:: Exercise instructions ::
From the program note on Bach's Fantasia in G Major, write out the passage starting at "Original Instrumentation: Pipe" and ending at "modern wind band.", with the wording unchanged.

:: Excerpted text ::
--- Begin ---
Fantasia in G Major, BWV 572

Johann Sebastian Bach

Born: March 21, 1685, Eisenach, Germany

Died: July 28, 1750, Leipzig, Germany

Composed: c. 1703-1707

Original Instrumentation: Pipe Organ

Arranged: 1957, Richard Franko Goldman and Robert L. Leist

Duration: 7 minutes

The great G Major Fantasia for organ was composed between 1703-1707 during Bach’s residence in Arnstadt. It was here, at the beginning of his career, that his music was found by the Consistory to be too full of “wonderful variations and foreign tones.” Certainly, the Fantasia is strikingly dissonant in its constant texture of suspensions, but the breadth of the five-part polyphonic writing and the richness of the harmonic sonority make the Fantasia one of the grandest of all Bach’s compositions for organ. It is also one that lends itself most perfectly to the sound and sonorities of the modern wind band.
--- End ---
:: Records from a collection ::
--- Begin ---
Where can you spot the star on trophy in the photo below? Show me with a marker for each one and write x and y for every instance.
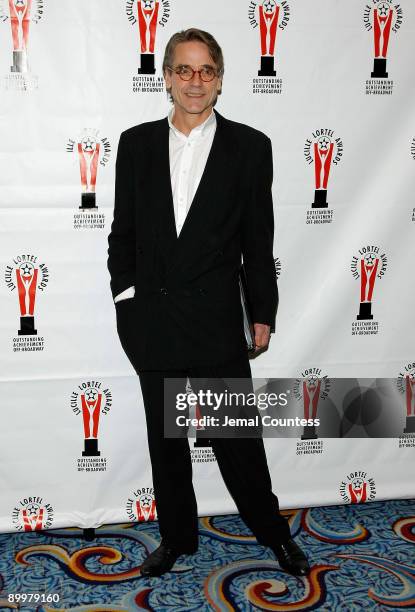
(410, 403)
(268, 20)
(323, 153)
(88, 152)
(382, 22)
(357, 491)
(147, 23)
(311, 395)
(20, 21)
(26, 276)
(91, 405)
(368, 268)
(32, 517)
--- End ---
:: Exercise solution ::
Original Instrumentation: Pipe Organ

Arranged: 1957, Richard Franko Goldman and Robert L. Leist

Duration: 7 minutes

The great G Major Fantasia for organ was composed between 1703-1707 during Bach’s residence in Arnstadt. It was here, at the beginning of his career, that his music was found by the Consistory to be too full of “wonderful variations and foreign tones.” Certainly, the Fantasia is strikingly dissonant in its constant texture of suspensions, but the breadth of the five-part polyphonic writing and the richness of the harmonic sonority make the Fantasia one of the grandest of all Bach’s compositions for organ. It is also one that lends itself most perfectly to the sound and sonorities of the modern wind band.